### Texte proposé
╔══

Nous sommes en 1966, et vingt ans, déjà, se sont écoulés depuis la défaite allemande. Lancelot se souvient d'une époque où l'antifascisme couplé souvent à la Résistance, menait les intellectuels à valoriser l'engagement. Chacun affirmait sa manière d'être existentialiste.
Le communisme ne put que fléchir, après la désastreuse tentative de révolution à Budapest (1956). La France retrouvait la prospérité ; le général de Gaulle s'imposa (1958) et mit fin aux guerres coloniales (1962). Depuis, s'installe la société de consommation, qui semble bien nous démobiliser...
Quel engagement , peut-il être proposé aux jeunes générations, se demande Lancelot ?
- Pour la plupart d'entre nous, nous ne pouvons qu'être amateur d'une science qui se fait dans des laboratoires, remarque Lancelot. Tout progresse très vite...
Elaine reconnaît que nous sommes incités à nous spécialiser, et peut-être à nous isoler
- Cependant je remarque, ajoute Elaine, que de nouvelles sciences - elles se revendiquent sciences humaines - s'interpellent les unes les autres, je pense à la linguistique, la sociologie, l'ethnologie, la psychanalyse...

╚══

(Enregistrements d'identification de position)
╔══

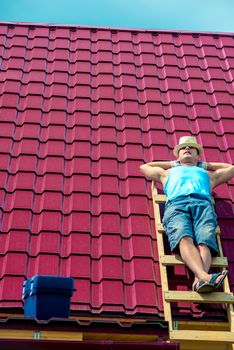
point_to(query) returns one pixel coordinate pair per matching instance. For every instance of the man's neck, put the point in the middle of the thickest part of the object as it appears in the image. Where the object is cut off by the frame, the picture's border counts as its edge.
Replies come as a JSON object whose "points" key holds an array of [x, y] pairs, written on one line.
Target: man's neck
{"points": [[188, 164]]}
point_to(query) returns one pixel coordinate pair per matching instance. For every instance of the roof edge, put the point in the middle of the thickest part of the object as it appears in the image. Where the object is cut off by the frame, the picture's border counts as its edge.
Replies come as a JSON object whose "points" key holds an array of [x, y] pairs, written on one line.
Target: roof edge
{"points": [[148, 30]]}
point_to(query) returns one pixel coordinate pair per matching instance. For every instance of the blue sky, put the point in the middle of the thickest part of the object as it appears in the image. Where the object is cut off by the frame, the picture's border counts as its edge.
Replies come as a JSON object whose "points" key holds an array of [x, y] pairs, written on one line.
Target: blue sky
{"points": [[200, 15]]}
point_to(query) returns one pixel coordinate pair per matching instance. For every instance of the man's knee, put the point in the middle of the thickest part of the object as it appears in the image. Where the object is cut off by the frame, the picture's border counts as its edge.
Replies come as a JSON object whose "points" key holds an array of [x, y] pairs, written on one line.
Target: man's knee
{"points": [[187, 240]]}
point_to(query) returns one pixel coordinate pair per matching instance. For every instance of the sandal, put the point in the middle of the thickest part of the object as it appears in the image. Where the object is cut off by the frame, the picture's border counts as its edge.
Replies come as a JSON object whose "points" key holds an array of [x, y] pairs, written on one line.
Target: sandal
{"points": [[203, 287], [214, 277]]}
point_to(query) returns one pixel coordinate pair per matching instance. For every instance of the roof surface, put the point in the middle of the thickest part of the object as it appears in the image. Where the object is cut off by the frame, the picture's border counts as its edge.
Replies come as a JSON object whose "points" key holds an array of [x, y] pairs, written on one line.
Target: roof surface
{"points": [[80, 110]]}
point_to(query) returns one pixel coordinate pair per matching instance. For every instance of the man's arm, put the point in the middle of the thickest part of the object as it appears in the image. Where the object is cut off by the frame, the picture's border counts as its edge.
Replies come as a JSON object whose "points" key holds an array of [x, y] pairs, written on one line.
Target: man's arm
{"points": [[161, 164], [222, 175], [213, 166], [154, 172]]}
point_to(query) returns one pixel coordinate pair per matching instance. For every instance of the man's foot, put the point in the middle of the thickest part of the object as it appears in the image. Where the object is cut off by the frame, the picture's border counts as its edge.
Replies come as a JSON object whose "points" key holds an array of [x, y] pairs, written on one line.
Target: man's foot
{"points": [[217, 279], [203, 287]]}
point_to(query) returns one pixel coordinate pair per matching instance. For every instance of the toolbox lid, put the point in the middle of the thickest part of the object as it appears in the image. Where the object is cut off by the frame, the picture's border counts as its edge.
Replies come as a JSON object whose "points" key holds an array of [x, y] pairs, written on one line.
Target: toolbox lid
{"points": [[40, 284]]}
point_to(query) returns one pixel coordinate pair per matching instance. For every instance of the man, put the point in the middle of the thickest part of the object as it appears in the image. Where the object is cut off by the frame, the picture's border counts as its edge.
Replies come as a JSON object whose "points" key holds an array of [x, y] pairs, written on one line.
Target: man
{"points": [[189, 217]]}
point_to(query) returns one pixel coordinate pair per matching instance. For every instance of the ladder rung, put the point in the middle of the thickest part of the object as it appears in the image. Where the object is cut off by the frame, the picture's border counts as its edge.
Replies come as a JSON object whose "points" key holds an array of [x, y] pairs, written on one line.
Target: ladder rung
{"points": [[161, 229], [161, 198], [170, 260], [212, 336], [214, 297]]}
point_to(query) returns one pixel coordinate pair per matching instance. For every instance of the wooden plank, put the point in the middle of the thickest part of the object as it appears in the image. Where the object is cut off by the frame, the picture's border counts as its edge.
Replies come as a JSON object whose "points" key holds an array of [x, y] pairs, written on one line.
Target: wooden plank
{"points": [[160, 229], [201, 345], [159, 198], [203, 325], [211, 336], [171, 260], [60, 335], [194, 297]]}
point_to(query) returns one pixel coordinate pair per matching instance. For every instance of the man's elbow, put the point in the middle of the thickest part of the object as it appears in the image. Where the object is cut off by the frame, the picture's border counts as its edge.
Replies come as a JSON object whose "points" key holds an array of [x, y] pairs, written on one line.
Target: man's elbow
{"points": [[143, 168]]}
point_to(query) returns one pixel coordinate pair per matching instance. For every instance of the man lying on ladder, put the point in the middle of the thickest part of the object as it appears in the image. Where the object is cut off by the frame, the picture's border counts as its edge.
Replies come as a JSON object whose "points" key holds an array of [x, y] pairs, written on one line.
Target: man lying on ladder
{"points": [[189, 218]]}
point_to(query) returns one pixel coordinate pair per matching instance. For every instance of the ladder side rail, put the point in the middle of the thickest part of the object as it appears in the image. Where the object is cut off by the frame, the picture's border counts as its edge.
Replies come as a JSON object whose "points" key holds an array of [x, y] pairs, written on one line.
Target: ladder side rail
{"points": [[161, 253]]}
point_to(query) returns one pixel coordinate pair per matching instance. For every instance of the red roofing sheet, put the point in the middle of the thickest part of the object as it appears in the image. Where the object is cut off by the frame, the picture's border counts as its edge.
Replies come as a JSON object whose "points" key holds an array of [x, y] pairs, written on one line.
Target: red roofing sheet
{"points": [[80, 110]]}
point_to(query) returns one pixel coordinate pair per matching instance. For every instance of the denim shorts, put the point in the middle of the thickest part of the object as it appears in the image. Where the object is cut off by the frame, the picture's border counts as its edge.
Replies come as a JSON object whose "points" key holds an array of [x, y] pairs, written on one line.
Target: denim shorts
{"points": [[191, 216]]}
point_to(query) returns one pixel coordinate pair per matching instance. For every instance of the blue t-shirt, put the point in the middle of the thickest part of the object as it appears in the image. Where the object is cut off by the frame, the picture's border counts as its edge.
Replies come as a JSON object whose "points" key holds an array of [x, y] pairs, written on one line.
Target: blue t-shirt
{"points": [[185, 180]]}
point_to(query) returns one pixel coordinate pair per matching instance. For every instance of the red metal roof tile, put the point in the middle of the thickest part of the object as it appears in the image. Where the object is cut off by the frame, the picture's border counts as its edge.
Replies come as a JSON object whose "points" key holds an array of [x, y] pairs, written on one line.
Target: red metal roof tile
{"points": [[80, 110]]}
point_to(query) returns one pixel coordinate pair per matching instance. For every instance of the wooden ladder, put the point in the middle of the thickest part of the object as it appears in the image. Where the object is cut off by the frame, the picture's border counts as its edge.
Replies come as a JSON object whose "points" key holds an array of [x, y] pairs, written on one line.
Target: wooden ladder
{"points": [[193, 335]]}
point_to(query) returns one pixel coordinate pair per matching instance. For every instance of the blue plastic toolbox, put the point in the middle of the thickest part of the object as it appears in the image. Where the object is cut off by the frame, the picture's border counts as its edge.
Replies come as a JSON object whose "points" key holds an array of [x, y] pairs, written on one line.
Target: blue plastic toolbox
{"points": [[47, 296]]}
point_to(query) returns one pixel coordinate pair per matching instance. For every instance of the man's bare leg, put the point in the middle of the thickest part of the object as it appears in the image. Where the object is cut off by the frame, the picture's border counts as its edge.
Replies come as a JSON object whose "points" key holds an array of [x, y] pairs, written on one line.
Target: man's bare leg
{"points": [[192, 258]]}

╚══

### Consignes à suivre
(1) Répondez à ces questions d'après le texte sur l'engagement :
(a) En quelle année a eu lieu la tentative de révolution à Budapest ?
(b) À quoi le général de Gaulle a-t-il mis fin en 1962 ?
(c) Quelles sciences Elaine cite-t-elle ?
(2) Modifiez le passage du texte sur l'engagement qui va de "Le communisme ne" à "l'ethnologie, la psychanalyse...", en remplaçant "société de consommation" par "société d'abondance".
(3) Écrivez la suite du texte sur l'engagement à partir de sa dernière phrase.
Les enregistrements forment un matériau distinct, indépendant du texte.

### Corrigé des exercices
(1)
(a) En 1956.
(b) Aux guerres coloniales.
(c) La linguistique, la sociologie, l'ethnologie et la psychanalyse.

(2)
Le communisme ne put que fléchir, après la désastreuse tentative de révolution à Budapest (1956). La France retrouvait la prospérité ; le général de Gaulle s'imposa (1958) et mit fin aux guerres coloniales (1962). Depuis, s'installe la société d'abondance, qui semble bien nous démobiliser...
Quel engagement , peut-il être proposé aux jeunes générations, se demande Lancelot ?
- Pour la plupart d'entre nous, nous ne pouvons qu'être amateur d'une science qui se fait dans des laboratoires, remarque Lancelot. Tout progresse très vite...
Elaine reconnaît que nous sommes incités à nous spécialiser, et peut-être à nous isoler
- Cependant je remarque, ajoute Elaine, que de nouvelles sciences - elles se revendiquent sciences humaines - s'interpellent les unes les autres, je pense à la linguistique, la sociologie, l'ethnologie, la psychanalyse...

(3)
- Qu'est-ce que cela change ?
- Par exemple : ce que tu voyais comme une '' vision historique '', celle qui te permettait de croire à la mythologie révolutionnaire; et bien, ce n'était peut-être que le résultat d'intérêts, de pulsions, de fonctions que nous pourrions aujourd'hui mettre à jour...
- Je crains qu'il ne s'agisse alors que de désacraliser l'action de l'Homme... Et dans quel but ?
Que vont devenir nos ''valeurs'' ? Faudra t-il les relativiser aussi ... ?
Lancelot apprend que cette vague qui risque d'emporter sa vision .... se nomme le '' Structuralisme ''
Ce nouveau savoir se veut cohérent, scientifique, indépendant du sujet...
Elaine lui rapporte qu'en cette année 1966-67, le livre phare serait '' Les mots et les choses '' de Michel Foucault.
Ce que Lancelot va retenir de la lecture de cet essai ''difficile'', est la notion d'épistémé, mise en avant par Foucault. Quand l'épistémologie étudie les sciences, elle établit une généalogie du savoir, donc le long de l'histoire. L'épistémé est cet ensemble de connaissances, à une époque donnée, défini en analysant la vision du monde, le système de pensée. Cela sous-tend une une contrainte structurelle du savoir.
Une amie de Lancelot ( Clémentine), philosophe, lui assure que c'est la publication de '' La Pensée Sauvage ''de Lévi-Strauss, en 1962, qui a donné " le coup de grâce " à l'existentialisme, à " l'humanisme mou " : " la raison passait du côté de la pensée sauvage ", " il s'agit de remettre l'homme à sa place, non plus au centre de l'univers, mais comme maillon dans l'ensemble des conditions de la vie. Il s'agit de la déposséder de l'immense orgueil de la conscience. "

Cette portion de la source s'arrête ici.